Not for the best racers, though. Moving high above Young, I asked to see his competition form. He Gollum’d past me, his back bent and breath measured—a simian out for a postbanana stroll. A decently fit guy, I tried to keep Young’s pace for 50 yards and nearly upchucked my breakfast frittata. Not even halfway up, sweat already spilled from my chin, and each calf was asking what the hell was going on. I slipped. Slid. Took a step. Slipped again. Ahead, Young kept moving higher. He fed off the altitude, growing more talkative as he climbed, casually mentioning how he used to roll rocks down on the competition to distract them. “Small stuff, nothing that would hurt anybody,” he said. “There’s a lot of trash going on up there.”
If it seems strange that anyone could embrace such suffering, Alaskans show no such dissonance. Each Fourth of July holiday more than 25,000 people descend on little Seward to drink beer, squint at the lame fireworks that fizz in the twilight of an Alaskan summer midnight, and watch the race. Proportionately speaking, in unpeopled Alaska, that’s close to all of Pennsylvania turning out to cheer a Punxsutawney turkey trot. Fans jostle five-deep behind the barricades at the finish line and pool at the mountain’s base like NASCAR fans bunching at turns in hopes of witnessing mayhem. The Anchorage Daily News, the state’s largest newspaper, covers the race as if it were the Kentucky Derby—dissecting course conditions, handicapping the top runners.

YOUR GOAL -
According to the passage about the Seward race, how many people come to Seward each Fourth of July holiday?

GIVEN ENTRIES -

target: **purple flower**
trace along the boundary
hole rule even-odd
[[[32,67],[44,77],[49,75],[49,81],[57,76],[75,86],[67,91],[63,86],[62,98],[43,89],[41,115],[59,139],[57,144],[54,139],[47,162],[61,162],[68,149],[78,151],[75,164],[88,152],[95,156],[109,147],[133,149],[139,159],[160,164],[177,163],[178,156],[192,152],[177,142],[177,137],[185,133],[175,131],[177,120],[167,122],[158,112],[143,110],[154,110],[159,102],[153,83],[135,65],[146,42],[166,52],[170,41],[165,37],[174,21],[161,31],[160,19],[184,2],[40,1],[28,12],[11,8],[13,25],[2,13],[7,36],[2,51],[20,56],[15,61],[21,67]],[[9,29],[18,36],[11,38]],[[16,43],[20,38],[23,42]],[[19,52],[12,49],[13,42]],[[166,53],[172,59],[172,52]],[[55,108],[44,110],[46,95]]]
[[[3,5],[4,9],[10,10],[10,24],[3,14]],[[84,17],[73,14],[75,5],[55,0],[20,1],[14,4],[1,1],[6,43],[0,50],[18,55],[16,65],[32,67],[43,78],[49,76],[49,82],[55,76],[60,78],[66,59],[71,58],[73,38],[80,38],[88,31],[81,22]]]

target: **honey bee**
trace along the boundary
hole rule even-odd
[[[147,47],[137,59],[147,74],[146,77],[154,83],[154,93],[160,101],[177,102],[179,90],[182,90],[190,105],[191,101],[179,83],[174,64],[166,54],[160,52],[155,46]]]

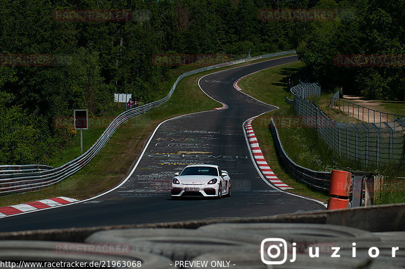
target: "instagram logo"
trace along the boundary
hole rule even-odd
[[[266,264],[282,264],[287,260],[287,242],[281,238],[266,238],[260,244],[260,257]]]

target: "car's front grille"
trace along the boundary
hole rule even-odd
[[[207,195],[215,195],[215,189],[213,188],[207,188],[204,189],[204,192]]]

--

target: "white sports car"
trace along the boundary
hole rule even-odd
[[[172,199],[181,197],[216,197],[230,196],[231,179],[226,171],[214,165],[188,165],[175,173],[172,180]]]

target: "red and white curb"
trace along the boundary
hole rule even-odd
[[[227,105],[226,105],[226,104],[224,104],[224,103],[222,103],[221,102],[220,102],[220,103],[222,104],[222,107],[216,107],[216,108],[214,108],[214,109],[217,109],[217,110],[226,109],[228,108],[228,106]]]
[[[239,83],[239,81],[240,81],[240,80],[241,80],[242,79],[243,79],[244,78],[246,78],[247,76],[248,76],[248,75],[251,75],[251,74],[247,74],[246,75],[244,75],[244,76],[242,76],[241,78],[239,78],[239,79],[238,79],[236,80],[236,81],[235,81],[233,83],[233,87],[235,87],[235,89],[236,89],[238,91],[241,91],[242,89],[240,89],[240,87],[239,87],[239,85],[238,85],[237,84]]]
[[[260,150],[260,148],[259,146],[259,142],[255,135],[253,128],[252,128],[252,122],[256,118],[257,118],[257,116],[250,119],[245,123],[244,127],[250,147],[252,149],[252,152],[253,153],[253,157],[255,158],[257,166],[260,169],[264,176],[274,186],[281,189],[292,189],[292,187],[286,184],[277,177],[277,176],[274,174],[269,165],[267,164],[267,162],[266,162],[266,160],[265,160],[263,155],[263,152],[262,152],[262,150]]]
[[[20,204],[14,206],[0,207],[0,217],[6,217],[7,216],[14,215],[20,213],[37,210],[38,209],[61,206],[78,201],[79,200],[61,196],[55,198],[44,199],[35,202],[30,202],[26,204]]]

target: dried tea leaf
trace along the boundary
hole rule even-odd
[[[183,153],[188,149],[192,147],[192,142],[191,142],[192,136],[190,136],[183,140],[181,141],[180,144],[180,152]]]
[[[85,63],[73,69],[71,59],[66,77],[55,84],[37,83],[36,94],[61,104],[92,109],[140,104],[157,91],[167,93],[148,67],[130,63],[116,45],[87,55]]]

RESULT OF THIS EXERCISE -
More than 25,000 people.